=== Instructions ===
**1.** Translate this sentence from the passage on NOVOWrap's Assembly module into Spanish: "Because memory consumption is positively correlated to data size, oversize files can hardly be handled on normal personal computers."
**2.** From the passage on NOVOWrap's Assembly module, list every parameter it gives as one the program can detect automatically.
**3.** Pick up the passage on NOVOWrap's Assembly module after its final sentence and write the next few sentences.

=== Text segment ===

++++++++++++++++++++

The Assembly module
For assembly, NOVOWrap accepts both gzip-compressed and uncompressed NGS
data (FASTQ format) as input. Because memory consumption is positively
correlated to data size, oversize files can hardly be handled on normal
personal computers. The Assembly module offers options for extracting
partial data from the original data files to reduce memory usage.
With user-provided taxon information (scientific name or others) and the
assistance of NCBI Taxonomy database, the module downloads the plastid
genome of the most closely related species deposited in NCBI RefSeq
database. Alternatively, the program could run offline if the user
provides the reference locally. Subsequently, the sequences of seeds
were extracted according to the annotations.
With the above discussed inputs (NGS data files and taxonomy) and all
parameters that can be automatically detected by the program (for
instance, read length, pair-end or not, assembly type, and file path of
each input and output), several configuration files using different
seeds are generated for NOVOPlasty.

++++++++++++++++++++

=== Material provided ===
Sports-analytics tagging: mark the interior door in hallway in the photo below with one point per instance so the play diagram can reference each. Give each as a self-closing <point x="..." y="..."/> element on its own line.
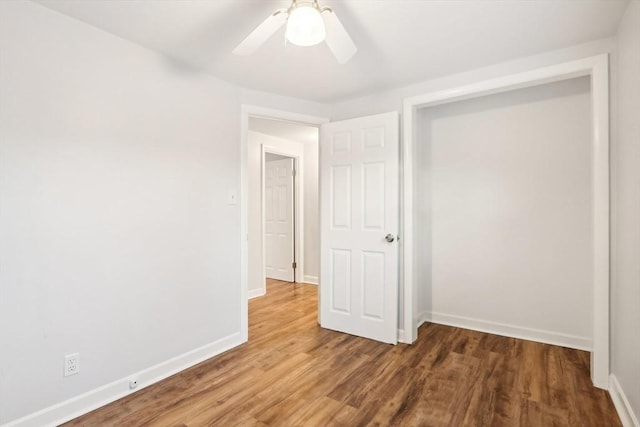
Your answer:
<point x="359" y="212"/>
<point x="279" y="219"/>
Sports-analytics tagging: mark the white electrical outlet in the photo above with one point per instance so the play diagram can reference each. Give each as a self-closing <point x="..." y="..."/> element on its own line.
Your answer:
<point x="71" y="364"/>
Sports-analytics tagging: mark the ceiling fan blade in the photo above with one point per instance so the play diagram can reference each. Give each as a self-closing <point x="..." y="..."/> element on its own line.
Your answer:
<point x="337" y="37"/>
<point x="262" y="33"/>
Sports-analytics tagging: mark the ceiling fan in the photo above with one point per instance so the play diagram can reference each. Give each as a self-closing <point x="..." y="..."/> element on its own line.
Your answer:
<point x="307" y="24"/>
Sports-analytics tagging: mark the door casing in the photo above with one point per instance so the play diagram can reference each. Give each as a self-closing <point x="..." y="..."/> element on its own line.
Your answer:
<point x="247" y="111"/>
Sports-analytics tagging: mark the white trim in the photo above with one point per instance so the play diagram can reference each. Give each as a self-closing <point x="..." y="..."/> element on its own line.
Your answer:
<point x="507" y="330"/>
<point x="620" y="401"/>
<point x="255" y="293"/>
<point x="69" y="409"/>
<point x="245" y="112"/>
<point x="597" y="67"/>
<point x="298" y="236"/>
<point x="312" y="280"/>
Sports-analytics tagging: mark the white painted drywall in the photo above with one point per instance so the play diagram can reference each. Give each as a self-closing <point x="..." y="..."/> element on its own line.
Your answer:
<point x="116" y="237"/>
<point x="505" y="221"/>
<point x="311" y="213"/>
<point x="625" y="292"/>
<point x="392" y="100"/>
<point x="115" y="167"/>
<point x="310" y="210"/>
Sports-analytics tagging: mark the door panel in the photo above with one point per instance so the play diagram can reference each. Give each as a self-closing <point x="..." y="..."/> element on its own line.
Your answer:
<point x="279" y="233"/>
<point x="359" y="207"/>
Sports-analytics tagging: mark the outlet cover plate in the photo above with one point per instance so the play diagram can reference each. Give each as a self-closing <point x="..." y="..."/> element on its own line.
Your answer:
<point x="71" y="364"/>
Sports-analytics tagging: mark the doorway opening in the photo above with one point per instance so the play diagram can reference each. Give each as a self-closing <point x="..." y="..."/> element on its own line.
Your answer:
<point x="282" y="203"/>
<point x="597" y="69"/>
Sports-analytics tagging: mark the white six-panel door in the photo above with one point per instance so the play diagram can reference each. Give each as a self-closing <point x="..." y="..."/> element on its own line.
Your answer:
<point x="359" y="226"/>
<point x="279" y="222"/>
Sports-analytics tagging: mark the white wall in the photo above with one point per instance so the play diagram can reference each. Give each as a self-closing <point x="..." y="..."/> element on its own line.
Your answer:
<point x="392" y="100"/>
<point x="625" y="310"/>
<point x="116" y="239"/>
<point x="505" y="224"/>
<point x="311" y="214"/>
<point x="308" y="152"/>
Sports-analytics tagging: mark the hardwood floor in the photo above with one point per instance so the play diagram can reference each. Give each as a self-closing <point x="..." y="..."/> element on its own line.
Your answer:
<point x="293" y="373"/>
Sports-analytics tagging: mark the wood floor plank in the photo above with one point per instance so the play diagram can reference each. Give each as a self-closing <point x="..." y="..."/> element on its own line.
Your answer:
<point x="294" y="373"/>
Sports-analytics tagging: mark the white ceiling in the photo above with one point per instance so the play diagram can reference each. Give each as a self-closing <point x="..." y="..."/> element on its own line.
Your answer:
<point x="399" y="41"/>
<point x="283" y="129"/>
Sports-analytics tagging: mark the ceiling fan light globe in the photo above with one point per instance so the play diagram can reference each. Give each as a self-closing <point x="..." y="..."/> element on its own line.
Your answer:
<point x="305" y="26"/>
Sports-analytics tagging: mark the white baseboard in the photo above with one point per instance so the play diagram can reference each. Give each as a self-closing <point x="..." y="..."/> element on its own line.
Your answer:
<point x="255" y="293"/>
<point x="93" y="399"/>
<point x="539" y="335"/>
<point x="312" y="280"/>
<point x="620" y="401"/>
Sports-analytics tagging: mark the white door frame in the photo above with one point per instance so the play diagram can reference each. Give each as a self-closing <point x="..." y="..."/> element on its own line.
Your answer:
<point x="298" y="189"/>
<point x="597" y="67"/>
<point x="245" y="112"/>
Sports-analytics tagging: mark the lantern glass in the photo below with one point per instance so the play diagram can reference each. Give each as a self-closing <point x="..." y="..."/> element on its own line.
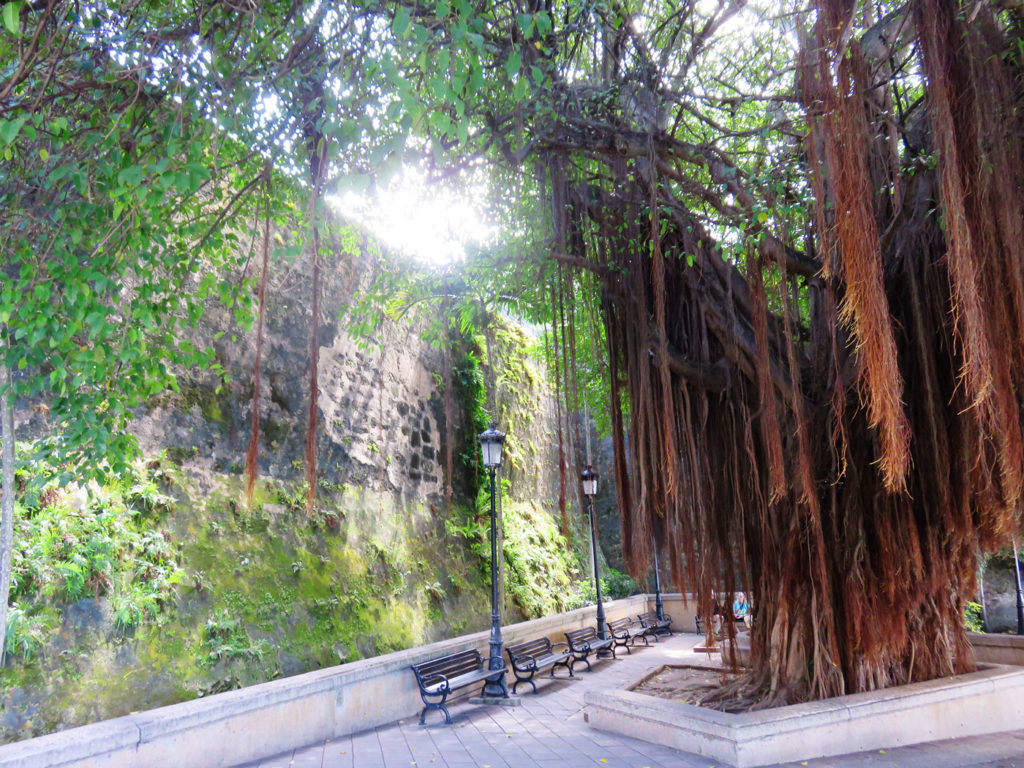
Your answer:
<point x="589" y="481"/>
<point x="491" y="445"/>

++++++++++++++++++++

=== Set of answers ===
**1.** Dado que el consumo de memoria está correlacionado positivamente con el tamaño de los datos, los archivos de gran tamaño difícilmente pueden procesarse en computadoras personales comunes.

**2.**
- read length
- pair-end or not
- assembly type
- file path of each input and output

**3.**
Next, NOVOPlasty is called by the module. The outputs of NOVOPlasty are
first checked to verify the completeness of the assembly and then are
organized to avoid conflicts between different assembly processes.
To assemble samples, the module could read input information from a
comma separated values file to handle all assemblies automatically. The
three-column CSV file should contain the file names of “reads 1” data,
“reads 2” data (optional, only for pair-end sequencing) and the taxon
information of samples. Owing to the limited memory resources of
personal computers, the program is executed sequentially to complete
batch assembly, although users can also achieve parallelism by opening
multiple programs if the hardware resources are abundant.